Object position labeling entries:

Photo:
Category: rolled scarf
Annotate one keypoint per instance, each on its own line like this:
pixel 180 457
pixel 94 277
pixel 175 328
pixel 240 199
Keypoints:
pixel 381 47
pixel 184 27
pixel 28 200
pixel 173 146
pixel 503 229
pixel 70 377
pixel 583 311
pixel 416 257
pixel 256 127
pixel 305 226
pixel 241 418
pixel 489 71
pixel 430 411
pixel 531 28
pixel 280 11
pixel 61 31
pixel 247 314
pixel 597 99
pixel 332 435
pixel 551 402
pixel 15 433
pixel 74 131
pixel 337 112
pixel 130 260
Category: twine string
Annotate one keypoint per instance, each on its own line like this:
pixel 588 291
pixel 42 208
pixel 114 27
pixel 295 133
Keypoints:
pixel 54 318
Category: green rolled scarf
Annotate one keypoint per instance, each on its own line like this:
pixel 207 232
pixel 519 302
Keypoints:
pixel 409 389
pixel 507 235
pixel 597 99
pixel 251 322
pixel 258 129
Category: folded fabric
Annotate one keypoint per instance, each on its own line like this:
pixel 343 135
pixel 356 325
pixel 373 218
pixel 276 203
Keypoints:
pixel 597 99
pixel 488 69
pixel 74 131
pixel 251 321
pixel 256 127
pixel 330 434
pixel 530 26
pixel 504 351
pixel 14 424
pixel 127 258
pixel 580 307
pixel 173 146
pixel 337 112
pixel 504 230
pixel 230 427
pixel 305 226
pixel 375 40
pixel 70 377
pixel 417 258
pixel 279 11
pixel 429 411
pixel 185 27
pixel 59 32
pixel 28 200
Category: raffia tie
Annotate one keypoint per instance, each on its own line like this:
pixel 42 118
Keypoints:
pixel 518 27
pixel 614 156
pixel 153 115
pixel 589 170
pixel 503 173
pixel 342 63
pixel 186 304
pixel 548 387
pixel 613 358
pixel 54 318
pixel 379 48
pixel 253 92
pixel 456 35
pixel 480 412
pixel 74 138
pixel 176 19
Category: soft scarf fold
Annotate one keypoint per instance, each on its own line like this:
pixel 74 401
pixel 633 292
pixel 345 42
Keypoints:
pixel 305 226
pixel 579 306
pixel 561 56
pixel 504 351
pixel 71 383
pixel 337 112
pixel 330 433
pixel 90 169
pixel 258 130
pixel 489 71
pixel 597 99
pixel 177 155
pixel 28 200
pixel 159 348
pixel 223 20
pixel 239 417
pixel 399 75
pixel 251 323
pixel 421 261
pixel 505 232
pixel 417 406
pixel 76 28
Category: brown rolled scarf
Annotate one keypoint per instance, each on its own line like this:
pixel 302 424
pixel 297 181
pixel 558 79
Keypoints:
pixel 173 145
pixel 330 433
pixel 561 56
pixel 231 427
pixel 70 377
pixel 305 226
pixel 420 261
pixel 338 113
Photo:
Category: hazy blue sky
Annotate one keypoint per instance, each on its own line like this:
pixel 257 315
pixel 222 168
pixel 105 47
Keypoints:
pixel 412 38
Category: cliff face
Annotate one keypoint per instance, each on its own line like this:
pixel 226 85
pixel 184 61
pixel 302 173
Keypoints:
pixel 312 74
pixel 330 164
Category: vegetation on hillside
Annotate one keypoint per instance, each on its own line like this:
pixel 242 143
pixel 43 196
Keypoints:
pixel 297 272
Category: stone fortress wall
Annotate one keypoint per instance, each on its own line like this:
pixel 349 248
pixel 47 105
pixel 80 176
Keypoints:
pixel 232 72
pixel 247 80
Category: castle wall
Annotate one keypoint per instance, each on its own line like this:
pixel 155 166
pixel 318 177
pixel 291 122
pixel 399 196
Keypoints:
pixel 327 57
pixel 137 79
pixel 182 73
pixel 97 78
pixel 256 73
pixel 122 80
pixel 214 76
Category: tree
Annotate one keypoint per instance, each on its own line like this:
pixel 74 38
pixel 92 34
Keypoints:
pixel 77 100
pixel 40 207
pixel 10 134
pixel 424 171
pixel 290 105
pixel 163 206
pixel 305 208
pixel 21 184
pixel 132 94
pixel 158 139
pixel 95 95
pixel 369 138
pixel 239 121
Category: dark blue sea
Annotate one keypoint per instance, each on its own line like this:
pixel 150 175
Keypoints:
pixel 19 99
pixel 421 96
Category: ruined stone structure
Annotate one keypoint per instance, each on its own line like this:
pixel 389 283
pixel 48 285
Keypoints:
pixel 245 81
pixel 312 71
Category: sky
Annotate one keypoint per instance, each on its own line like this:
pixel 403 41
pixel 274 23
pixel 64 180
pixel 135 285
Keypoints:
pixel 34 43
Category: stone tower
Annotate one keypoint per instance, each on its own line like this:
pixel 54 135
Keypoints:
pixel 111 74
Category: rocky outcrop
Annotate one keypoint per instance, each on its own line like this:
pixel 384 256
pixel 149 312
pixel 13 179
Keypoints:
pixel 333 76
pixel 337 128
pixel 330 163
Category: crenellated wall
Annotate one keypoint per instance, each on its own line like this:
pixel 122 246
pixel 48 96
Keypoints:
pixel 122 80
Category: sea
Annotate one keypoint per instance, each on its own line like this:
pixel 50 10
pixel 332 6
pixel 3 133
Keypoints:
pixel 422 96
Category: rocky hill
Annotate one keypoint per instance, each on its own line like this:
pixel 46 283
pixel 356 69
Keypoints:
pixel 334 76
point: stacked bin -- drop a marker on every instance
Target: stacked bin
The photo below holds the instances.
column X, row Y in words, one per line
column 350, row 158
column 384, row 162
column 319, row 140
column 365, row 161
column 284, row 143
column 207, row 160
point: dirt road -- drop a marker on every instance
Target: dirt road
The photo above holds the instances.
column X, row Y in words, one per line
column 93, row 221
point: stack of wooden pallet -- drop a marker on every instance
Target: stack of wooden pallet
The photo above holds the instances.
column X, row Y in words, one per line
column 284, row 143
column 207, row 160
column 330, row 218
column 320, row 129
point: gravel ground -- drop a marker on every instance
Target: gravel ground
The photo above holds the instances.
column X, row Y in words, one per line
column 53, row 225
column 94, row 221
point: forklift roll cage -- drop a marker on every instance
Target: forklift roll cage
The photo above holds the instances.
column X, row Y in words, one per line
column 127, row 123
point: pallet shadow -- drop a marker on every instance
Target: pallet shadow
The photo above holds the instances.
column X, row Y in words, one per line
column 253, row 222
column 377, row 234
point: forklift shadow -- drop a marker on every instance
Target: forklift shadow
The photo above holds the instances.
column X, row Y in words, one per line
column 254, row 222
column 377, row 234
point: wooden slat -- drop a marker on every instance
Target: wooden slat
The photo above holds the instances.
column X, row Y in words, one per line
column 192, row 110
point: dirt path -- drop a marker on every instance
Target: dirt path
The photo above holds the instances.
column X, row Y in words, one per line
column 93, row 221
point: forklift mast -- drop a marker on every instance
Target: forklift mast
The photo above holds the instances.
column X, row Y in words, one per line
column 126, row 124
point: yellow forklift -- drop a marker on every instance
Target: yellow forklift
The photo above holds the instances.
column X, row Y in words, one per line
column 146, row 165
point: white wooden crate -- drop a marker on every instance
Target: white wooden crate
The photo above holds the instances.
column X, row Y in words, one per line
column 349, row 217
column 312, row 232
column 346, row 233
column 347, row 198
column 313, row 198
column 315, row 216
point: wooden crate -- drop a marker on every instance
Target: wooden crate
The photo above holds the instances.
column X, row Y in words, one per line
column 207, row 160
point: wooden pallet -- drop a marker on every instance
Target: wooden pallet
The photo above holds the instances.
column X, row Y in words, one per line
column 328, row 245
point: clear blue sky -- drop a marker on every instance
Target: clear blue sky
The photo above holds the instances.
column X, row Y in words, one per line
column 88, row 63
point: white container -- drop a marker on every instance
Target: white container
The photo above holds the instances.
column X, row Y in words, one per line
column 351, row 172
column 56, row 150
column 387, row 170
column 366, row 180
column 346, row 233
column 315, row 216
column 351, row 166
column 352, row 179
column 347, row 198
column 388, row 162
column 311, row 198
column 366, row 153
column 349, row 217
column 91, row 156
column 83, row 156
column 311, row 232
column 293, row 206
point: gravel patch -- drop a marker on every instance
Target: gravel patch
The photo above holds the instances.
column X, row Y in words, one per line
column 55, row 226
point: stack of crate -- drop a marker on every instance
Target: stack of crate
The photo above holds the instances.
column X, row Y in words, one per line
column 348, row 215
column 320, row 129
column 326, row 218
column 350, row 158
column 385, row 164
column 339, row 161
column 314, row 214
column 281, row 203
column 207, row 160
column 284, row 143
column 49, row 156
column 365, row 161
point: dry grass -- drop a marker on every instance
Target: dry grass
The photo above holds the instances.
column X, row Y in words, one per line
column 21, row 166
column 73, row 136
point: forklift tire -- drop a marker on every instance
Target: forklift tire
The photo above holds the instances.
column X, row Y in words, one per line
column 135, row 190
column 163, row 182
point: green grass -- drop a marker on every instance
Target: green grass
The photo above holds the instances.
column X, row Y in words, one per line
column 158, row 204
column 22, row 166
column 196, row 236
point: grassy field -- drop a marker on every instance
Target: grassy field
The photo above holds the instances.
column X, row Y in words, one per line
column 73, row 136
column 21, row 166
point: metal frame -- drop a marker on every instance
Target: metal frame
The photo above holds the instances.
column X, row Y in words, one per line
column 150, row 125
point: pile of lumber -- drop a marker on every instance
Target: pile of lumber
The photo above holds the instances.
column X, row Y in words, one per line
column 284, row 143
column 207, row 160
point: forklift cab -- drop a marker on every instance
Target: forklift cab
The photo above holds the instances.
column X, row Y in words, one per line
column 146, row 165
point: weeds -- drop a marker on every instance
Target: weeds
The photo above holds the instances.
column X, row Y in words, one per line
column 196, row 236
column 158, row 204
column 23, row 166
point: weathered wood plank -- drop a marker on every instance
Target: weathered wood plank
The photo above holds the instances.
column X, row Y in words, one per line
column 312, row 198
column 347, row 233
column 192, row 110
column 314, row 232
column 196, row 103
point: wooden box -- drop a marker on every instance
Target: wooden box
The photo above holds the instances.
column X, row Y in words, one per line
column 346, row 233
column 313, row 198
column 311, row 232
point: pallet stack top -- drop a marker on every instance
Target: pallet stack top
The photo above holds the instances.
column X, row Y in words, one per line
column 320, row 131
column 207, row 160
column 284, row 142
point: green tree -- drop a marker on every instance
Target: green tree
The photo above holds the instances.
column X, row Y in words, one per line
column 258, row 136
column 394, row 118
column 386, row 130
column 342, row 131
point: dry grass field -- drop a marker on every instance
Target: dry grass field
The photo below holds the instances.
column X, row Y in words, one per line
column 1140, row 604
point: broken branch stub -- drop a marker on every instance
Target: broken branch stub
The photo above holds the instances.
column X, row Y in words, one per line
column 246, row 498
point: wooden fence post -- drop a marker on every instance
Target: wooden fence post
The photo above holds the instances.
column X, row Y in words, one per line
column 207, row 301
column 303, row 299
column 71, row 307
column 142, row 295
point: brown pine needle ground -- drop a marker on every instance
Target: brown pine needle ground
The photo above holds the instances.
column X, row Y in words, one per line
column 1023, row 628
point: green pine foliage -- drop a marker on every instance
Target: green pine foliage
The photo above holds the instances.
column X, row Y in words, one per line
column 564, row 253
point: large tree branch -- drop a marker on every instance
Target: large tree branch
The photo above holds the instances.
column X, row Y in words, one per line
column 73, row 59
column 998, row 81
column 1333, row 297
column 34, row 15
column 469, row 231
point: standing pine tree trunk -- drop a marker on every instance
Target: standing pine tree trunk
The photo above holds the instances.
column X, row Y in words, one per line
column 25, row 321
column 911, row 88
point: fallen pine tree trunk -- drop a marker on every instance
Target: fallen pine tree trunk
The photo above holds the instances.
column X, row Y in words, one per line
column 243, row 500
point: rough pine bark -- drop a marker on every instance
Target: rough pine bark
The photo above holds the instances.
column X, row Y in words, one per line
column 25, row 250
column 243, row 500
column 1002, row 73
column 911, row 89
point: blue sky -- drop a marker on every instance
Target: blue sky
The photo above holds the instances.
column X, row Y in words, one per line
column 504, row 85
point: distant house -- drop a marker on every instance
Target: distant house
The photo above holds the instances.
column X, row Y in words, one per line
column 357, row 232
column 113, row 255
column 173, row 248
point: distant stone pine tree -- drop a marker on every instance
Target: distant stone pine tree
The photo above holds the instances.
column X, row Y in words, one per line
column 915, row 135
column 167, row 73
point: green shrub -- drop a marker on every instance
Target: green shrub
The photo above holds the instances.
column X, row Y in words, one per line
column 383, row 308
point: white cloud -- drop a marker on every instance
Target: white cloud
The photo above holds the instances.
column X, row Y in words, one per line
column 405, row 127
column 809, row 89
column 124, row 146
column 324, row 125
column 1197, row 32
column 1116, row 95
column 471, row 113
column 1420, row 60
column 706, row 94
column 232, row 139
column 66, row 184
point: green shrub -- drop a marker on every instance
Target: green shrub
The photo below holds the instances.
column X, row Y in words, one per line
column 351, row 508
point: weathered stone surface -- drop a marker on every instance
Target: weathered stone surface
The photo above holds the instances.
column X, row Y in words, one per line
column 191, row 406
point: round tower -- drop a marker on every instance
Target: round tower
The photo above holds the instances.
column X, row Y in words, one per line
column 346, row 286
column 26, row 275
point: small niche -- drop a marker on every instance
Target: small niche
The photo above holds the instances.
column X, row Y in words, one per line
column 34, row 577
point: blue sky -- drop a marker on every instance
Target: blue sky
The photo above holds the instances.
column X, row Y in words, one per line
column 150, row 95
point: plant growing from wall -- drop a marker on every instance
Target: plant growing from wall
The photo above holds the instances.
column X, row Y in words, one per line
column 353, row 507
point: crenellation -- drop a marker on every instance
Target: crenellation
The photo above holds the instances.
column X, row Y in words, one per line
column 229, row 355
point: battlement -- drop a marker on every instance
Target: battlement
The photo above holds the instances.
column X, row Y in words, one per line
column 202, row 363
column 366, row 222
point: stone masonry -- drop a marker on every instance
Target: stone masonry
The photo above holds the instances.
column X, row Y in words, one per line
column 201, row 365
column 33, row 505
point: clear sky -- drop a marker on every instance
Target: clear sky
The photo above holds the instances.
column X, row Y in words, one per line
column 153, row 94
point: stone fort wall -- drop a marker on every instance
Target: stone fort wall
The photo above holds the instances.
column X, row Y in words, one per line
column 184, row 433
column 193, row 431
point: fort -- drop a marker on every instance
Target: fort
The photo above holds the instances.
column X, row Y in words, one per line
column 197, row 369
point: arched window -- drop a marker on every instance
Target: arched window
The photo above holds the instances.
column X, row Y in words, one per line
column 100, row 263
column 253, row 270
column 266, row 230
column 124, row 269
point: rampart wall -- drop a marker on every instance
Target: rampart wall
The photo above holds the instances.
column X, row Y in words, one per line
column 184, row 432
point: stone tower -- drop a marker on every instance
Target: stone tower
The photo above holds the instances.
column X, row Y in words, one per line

- EXERCISE DESCRIPTION
Repeat everything from the start of the records down to the line with "pixel 430 411", including both ends.

- ANSWER
Photo:
Category: rolled scarf
Annotate one keypoint per instance, each on its own line like this:
pixel 180 457
pixel 94 277
pixel 175 328
pixel 240 199
Keypoints:
pixel 381 47
pixel 184 27
pixel 28 200
pixel 173 146
pixel 503 229
pixel 70 377
pixel 583 311
pixel 416 257
pixel 256 127
pixel 305 226
pixel 241 418
pixel 489 71
pixel 430 411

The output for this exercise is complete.